[[ TEXT PROVIDED open ]]

To assess the impact of the Medicare Shared Savings Program (MSSP) ACOs on mental health and substance use services utilization and racial/ethnic disparities in care for these conditions.
Five percent random sample of Medicare claims from 2009 to 2016.
We compared Medicare beneficiaries in MSSP ACOs to non‐MSSP beneficiaries, stratifying analyses by Medicare eligibility (disability vs age 65+). We estimated difference‐in‐difference models of MSSP ACOs on mental health and substance use visits (outpatient and inpatient), medication fills, and adequate care for depression adjusting for age, sex, race/ethnicity, region, and chronic medical and behavioral health conditions. To examine the differential impact of MSSP on our outcomes by race/ethnicity, we used a difference‐in‐difference‐in‐differences (DDD) design.
MSSP ACOs were associated with small reductions in outpatient mental health (Coeff: −0.012, < .001) and substance use (Coeff: −0.001, < .01) visits in the disability population, and in adequate care for depression for both the disability‐ and age‐eligible populations (Coeff: −0.028, < .001; Coeff: −0.012, < .001, respectively). MSSP ACO's were also associated with increases in psychotropic medications (Coeff: 0.007 and Coeff: 0.0213, for disability‐ and age‐eligible populations, respectively, both < .001) and reductions in inpatient mental health stays (Coeff:‐0.004, < .001, and Coeff:‐0.0002, < .01 for disability‐ and age‐eligible populations, respectively) and substance use‐related stays for disability‐eligible populations (Coeff:‐0.0005, <.05). The MSSP effect on disparities varied depending on type of service.
We found small reductions in outpatient and inpatient stays and in rates of adequate care for depression associated with MSSP ACOs. As MSSP ACOs are placed at more financial risk for population‐based treatment, it will be important to include more robust behavioral health quality measures in their contracts and to monitor disparities in care.

[[ TEXT PROVIDED closed ]]
[[ RECORD SET open ]]

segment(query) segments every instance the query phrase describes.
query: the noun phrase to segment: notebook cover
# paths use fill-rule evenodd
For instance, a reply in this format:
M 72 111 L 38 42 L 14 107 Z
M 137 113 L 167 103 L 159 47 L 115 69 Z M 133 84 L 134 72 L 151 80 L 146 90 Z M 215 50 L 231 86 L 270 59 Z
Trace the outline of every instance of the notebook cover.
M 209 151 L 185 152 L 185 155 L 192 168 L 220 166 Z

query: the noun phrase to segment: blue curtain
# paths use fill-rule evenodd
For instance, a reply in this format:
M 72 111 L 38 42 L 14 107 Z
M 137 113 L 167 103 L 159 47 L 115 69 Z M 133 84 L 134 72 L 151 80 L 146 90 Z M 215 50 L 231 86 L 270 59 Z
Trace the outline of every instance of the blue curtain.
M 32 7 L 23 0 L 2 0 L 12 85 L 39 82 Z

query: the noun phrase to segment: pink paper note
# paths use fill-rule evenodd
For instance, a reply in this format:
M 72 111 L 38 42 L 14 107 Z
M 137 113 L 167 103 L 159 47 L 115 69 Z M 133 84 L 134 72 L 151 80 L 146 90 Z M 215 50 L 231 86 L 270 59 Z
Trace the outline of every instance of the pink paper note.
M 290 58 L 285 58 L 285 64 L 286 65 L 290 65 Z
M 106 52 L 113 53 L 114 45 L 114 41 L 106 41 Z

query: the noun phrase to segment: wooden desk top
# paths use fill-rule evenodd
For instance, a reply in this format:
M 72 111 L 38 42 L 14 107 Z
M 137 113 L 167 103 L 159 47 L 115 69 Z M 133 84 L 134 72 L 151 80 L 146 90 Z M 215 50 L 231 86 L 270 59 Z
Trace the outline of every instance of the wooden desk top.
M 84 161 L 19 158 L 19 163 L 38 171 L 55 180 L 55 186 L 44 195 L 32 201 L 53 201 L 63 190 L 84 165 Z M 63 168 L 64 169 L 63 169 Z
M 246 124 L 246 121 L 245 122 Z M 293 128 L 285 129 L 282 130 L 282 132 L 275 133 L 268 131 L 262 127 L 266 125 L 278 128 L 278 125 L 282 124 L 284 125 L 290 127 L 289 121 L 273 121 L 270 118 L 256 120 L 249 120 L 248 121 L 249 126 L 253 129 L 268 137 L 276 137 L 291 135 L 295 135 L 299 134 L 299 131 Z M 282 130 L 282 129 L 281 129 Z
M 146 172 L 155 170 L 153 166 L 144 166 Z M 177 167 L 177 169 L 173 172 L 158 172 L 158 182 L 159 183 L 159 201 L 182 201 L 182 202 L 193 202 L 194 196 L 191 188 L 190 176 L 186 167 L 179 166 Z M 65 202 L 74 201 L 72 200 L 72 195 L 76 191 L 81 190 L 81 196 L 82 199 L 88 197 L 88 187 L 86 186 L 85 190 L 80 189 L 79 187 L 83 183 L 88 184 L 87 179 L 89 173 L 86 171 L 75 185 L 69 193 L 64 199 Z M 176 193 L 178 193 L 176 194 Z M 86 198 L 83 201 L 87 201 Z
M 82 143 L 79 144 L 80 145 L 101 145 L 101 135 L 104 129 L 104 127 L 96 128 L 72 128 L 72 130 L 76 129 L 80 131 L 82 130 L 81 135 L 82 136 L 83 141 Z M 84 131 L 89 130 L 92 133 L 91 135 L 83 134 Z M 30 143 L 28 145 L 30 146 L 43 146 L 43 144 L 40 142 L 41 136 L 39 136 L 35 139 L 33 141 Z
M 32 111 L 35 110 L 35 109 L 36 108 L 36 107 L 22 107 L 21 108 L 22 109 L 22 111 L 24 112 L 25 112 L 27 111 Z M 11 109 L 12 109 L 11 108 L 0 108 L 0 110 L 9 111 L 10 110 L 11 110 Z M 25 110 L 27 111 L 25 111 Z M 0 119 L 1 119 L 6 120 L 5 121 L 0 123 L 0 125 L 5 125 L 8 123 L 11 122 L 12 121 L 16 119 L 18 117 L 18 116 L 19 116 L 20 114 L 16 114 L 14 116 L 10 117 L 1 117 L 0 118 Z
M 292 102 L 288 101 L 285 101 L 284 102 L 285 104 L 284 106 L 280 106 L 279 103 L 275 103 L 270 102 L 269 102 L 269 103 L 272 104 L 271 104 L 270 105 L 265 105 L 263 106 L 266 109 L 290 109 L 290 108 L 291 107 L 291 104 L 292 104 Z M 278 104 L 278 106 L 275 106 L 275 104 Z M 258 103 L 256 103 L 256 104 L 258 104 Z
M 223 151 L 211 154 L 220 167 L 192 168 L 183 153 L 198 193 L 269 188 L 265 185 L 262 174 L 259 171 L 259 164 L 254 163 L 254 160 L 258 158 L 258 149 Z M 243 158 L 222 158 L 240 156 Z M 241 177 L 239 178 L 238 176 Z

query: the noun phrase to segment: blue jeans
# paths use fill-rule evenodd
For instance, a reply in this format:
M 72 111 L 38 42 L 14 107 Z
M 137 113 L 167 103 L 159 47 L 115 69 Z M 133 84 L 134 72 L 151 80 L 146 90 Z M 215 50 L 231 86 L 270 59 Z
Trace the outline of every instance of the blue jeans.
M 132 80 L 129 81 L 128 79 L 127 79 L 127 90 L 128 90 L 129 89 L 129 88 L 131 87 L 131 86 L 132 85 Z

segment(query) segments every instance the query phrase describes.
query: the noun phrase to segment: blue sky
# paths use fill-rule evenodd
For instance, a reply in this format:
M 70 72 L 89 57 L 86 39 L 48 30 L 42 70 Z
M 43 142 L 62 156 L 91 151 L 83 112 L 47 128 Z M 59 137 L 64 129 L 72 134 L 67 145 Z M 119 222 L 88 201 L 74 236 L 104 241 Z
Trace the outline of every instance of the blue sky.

[[ RECORD SET closed ]]

• **SET OF TASKS**:
1 > In the study summary, which years of Medicare claims did the sample come from?
2 > Retype everything in the study summary from "We compared Medicare" down to "difference‐in‐difference‐in‐differences (DDD) design.".

• **TASK-BY-TASK RESULTS**:
1 > 2009 to 2016.

2 >
We compared Medicare beneficiaries in MSSP ACOs to non‐MSSP beneficiaries, stratifying analyses by Medicare eligibility (disability vs age 65+). We estimated difference‐in‐difference models of MSSP ACOs on mental health and substance use visits (outpatient and inpatient), medication fills, and adequate care for depression adjusting for age, sex, race/ethnicity, region, and chronic medical and behavioral health conditions. To examine the differential impact of MSSP on our outcomes by race/ethnicity, we used a difference‐in‐difference‐in‐differences (DDD) design.